→ **SET TASK**: Which lines of the records below contain the string "above"? Copy each of them in full, treating case as significant.

→ **SUPPLIED DATA**:
* Begin *
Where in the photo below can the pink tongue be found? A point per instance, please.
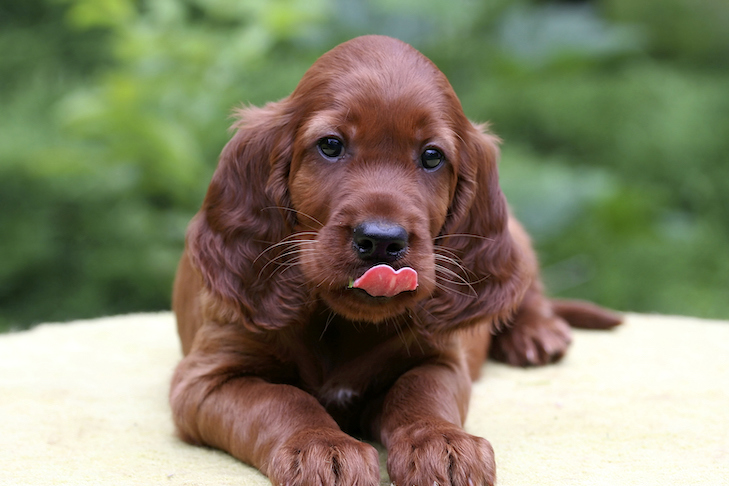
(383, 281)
* End *
* Begin *
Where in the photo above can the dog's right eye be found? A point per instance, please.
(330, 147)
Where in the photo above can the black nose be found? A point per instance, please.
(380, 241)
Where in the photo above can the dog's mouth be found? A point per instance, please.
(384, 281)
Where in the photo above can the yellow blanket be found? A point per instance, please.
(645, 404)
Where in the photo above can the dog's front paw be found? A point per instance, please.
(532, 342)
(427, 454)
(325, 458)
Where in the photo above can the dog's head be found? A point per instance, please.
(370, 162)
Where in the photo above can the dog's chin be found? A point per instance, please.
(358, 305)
* End *
→ **RESPONSE TO THE EXERCISE**:
Where in the photo above can the dog's right eye be found? A point per instance, please.
Where in the photo above can the black nose be found? A point per instance, please.
Where in the photo above can the dog's mouth be found? A point per instance, please.
Where in the photo above can the yellow blanket be found? A point per instance, please.
Where in the photo above can the dog's front paw be found? A point per instance, please.
Where in the photo above can the dog's head be found? A point per instance, please.
Where in the photo above can the dog's chin be found? A point per instance, please.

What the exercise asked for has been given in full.